(Records from a collection)
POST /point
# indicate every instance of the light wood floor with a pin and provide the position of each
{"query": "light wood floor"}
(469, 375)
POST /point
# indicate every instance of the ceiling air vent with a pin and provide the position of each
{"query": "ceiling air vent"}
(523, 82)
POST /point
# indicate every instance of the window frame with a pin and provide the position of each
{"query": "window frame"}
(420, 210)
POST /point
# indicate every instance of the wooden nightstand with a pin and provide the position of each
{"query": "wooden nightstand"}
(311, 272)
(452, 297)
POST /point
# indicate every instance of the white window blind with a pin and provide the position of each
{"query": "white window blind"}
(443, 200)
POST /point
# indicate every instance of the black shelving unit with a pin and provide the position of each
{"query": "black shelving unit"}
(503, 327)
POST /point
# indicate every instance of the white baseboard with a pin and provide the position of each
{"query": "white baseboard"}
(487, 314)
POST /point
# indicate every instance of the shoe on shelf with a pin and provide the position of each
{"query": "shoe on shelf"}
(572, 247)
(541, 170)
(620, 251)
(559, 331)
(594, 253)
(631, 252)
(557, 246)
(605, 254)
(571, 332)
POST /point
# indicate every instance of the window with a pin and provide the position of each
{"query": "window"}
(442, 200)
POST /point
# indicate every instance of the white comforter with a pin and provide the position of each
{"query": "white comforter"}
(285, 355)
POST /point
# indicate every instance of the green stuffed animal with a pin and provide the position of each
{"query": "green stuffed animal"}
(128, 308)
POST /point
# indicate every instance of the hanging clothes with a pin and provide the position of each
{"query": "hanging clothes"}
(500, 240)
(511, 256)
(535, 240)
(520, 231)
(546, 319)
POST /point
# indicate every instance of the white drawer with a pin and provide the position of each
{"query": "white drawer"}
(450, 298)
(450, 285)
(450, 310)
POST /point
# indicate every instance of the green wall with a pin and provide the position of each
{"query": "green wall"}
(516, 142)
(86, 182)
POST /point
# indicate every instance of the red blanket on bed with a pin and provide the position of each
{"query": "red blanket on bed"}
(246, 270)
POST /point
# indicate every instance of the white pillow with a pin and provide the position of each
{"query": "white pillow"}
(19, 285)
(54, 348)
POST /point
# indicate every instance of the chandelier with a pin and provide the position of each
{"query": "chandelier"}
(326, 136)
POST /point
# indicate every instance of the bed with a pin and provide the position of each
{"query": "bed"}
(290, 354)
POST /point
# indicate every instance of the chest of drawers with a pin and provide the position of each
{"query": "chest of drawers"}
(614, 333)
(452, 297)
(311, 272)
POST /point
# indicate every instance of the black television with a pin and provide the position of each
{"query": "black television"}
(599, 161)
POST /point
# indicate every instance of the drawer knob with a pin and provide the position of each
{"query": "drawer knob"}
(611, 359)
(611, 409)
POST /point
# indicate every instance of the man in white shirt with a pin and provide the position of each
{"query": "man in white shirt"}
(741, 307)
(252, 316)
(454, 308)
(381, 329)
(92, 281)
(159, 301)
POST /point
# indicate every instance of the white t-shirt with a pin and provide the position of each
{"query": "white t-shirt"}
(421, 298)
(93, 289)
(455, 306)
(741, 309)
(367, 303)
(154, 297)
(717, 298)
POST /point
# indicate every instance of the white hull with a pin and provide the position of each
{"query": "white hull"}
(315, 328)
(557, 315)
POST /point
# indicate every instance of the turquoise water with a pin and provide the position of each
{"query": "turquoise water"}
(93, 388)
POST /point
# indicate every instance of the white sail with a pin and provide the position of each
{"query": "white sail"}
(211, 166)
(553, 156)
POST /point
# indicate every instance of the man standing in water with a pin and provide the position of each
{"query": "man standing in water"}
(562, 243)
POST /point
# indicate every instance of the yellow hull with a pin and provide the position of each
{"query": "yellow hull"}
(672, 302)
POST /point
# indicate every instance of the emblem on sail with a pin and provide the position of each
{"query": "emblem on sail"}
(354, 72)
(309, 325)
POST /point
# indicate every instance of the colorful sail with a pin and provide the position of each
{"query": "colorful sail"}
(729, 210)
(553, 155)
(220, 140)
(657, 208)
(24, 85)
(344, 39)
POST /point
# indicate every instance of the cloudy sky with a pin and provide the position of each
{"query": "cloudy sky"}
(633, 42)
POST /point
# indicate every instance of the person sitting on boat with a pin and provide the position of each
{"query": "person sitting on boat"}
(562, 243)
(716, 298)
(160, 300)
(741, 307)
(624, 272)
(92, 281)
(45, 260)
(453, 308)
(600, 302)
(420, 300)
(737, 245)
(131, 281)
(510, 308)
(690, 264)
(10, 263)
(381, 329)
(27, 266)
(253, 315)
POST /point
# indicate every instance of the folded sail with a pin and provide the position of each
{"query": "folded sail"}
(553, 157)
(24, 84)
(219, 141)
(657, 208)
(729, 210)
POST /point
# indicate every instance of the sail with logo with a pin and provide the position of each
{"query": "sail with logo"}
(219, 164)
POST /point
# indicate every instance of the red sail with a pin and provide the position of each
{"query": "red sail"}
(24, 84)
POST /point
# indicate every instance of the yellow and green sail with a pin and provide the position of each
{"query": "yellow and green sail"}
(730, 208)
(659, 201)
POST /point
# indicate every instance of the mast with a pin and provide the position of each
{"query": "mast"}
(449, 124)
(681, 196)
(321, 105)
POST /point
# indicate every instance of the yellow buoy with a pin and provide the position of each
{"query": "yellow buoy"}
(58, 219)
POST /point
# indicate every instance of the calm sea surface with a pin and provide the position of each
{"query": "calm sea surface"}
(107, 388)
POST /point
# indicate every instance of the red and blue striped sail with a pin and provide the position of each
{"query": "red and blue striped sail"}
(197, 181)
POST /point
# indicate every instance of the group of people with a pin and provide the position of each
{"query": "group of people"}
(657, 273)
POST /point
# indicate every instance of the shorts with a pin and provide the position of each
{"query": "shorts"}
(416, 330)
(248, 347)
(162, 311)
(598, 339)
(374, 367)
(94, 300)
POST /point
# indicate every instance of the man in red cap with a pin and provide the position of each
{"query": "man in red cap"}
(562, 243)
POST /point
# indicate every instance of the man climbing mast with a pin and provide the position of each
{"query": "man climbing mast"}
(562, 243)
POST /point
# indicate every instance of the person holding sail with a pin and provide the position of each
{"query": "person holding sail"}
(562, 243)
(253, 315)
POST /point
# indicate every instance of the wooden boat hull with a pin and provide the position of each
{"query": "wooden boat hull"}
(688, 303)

What is expected:
Transcribe the material above in its entirety. Match it exactly.

Answer below:
POST /point
# indicate every instance of the light wood floor with a pin and provide the position of each
{"query": "light wood floor"}
(469, 375)
POST /point
# indicate every instance of the ceiling air vent with a pin and provide the position of each
{"query": "ceiling air vent"}
(523, 82)
POST /point
# indicate every instance of the window frame with a pin and provide the position of each
{"query": "window frame"}
(420, 210)
POST /point
# indicate every instance of the wooden nightstand with a pin and provide the position of each
{"query": "wooden nightstand"}
(311, 272)
(452, 297)
POST /point
# indicate every instance of the white window blind with a pin and provide the position of each
{"query": "white window blind"}
(443, 200)
POST /point
# indicate every instance of the black shelving unit with a pin and provide the position of each
{"query": "black shelving unit"}
(503, 327)
POST /point
# indicate every instance of the white baseboard with a pin and provide the position of each
{"query": "white baseboard"}
(487, 314)
POST /point
# indicate every instance of the shoe on shelf with a pin and provide the position of each
{"query": "shoe on shelf"}
(572, 247)
(541, 170)
(620, 251)
(559, 331)
(594, 253)
(631, 252)
(557, 246)
(605, 254)
(571, 332)
POST /point
# indicate every instance of the window with a pin and provide the position of each
{"query": "window"}
(442, 200)
POST /point
# indicate every instance of the white comforter with a pin and provide the position of each
{"query": "white comforter"}
(285, 355)
POST /point
# indicate every instance of the green stuffed animal with a pin and provide the position of each
{"query": "green stuffed animal"}
(128, 308)
POST /point
# indicate every instance of the hanging clothes with a pin and provide the position of each
{"query": "hanging clothes"}
(500, 240)
(511, 256)
(535, 240)
(520, 231)
(546, 319)
POST /point
# indicate every instance of the white drawer with a pin and provide the position of each
{"query": "white drawer"}
(450, 298)
(450, 285)
(450, 310)
POST /point
# indicate every instance of the green wall with a pin and provide the position of each
{"query": "green wall"}
(516, 142)
(86, 182)
POST /point
# indicate every instance of the red blanket on bed with a pin and provide the position of each
{"query": "red blanket on bed"}
(246, 270)
POST /point
# indicate every instance of the white pillow with a pin and provide the position of each
{"query": "white pillow"}
(19, 285)
(54, 348)
POST /point
# indicate every instance of the chandelier with a pin and provide the position of each
{"query": "chandelier"}
(326, 136)
POST /point
# indicate every instance of the bed with a pin and provide the position of each
{"query": "bed"}
(290, 354)
POST /point
# indicate every instance of the chest of drawers with a pin and provide the position of each
{"query": "chest of drawers"}
(614, 333)
(452, 297)
(311, 272)
POST /point
# indicate every instance of the black television with a pin and provide the position of each
{"query": "black television"}
(599, 161)
POST /point
# indicate every instance of the drawer knob with a pin and provide the position of each
{"query": "drawer knob"}
(611, 359)
(611, 409)
POST /point
# indicate every instance of the man in white shirt with a pin and provide the position of each
{"query": "man in white shirt"}
(741, 307)
(252, 316)
(454, 308)
(381, 329)
(92, 281)
(159, 301)
POST /point
# indicate every instance of the white t-shirt with a pin and provide the position of each
{"query": "white t-shirt"}
(421, 298)
(93, 289)
(455, 306)
(741, 309)
(367, 303)
(154, 297)
(717, 298)
POST /point
# indicate every instance of the white hull with a pin and provide the position of each
{"query": "white hull"}
(315, 328)
(557, 315)
POST /point
# indicate every instance of the turquoise water with a pin and provide the position of each
{"query": "turquoise water"}
(93, 388)
POST /point
# indicate every instance of the white sail with a pin and provide the position of each
{"query": "white sail"}
(211, 166)
(553, 156)
POST /point
# indicate every instance of the man standing in water with a pin and provide the position of each
{"query": "man standing in water"}
(562, 243)
POST /point
# indicate every instance of the yellow hull with a pin and provide the position of each
{"query": "yellow hull"}
(672, 302)
POST /point
# indicate every instance of the emblem on sail with a pin and provide the position of each
{"query": "emblem on sail"}
(354, 72)
(309, 325)
POST /point
# indicate every instance of the colorful sail with a pin and provide the position of each
{"query": "colorful sail"}
(729, 210)
(553, 155)
(220, 140)
(657, 208)
(24, 85)
(344, 39)
POST /point
# indicate every instance of the cloudy sky with a pin and provide the position of each
{"query": "cloudy sky"}
(633, 42)
POST /point
# indicate every instance of the person sitting on boat with a pin and provide the position of each
{"query": "person sitting on boat"}
(562, 243)
(716, 298)
(160, 300)
(741, 307)
(624, 272)
(92, 281)
(45, 260)
(453, 308)
(600, 302)
(420, 300)
(737, 245)
(131, 281)
(510, 308)
(690, 264)
(10, 263)
(381, 329)
(27, 266)
(253, 315)
POST /point
# indicate every instance of the folded sail with a pin and provide the position of each
{"query": "folded sail"}
(553, 157)
(24, 84)
(219, 141)
(657, 208)
(729, 210)
POST /point
# indicate every instance of the sail with logo with a pin and provide the position of each
{"query": "sail with logo"}
(219, 164)
POST /point
# indicate every instance of the red sail with a pin and provide the position of each
{"query": "red sail"}
(24, 84)
POST /point
# indicate every instance of the yellow and green sail with a pin and provide the position of each
{"query": "yellow and green sail"}
(730, 208)
(659, 201)
POST /point
# indicate every instance of the mast with a pin and provide the position of each
{"query": "mast"}
(449, 124)
(681, 196)
(321, 105)
POST /point
# indicate every instance of the yellow buoy with a pin and provide the position of each
{"query": "yellow buoy"}
(58, 219)
POST /point
# indicate every instance of the calm sea surface with a pin and provide the position of each
{"query": "calm sea surface"}
(107, 388)
POST /point
# indicate every instance of the red and blue striped sail with a pin and provide the position of each
{"query": "red and blue striped sail"}
(197, 181)
POST /point
# indicate every instance of the group of people with a pin and provide the position of each
{"query": "group of people"}
(657, 273)
POST /point
# indicate every instance of the shorts with a pin and provide the position of each
{"query": "shorts"}
(416, 330)
(248, 347)
(162, 311)
(598, 339)
(374, 367)
(94, 300)
POST /point
# indicate every instance of the man in red cap with a pin and provide the position of each
{"query": "man in red cap"}
(562, 243)
POST /point
# indicate every instance of the man climbing mast with a pin and provide the position of each
{"query": "man climbing mast"}
(562, 243)
POST /point
# indicate every instance of the person holding sail with a pin and provide the position of each
{"query": "person holding sail"}
(562, 243)
(253, 315)
POST /point
# indicate every instance of the wooden boat hull with a pin and provide the position of each
{"query": "wooden boat hull"}
(688, 303)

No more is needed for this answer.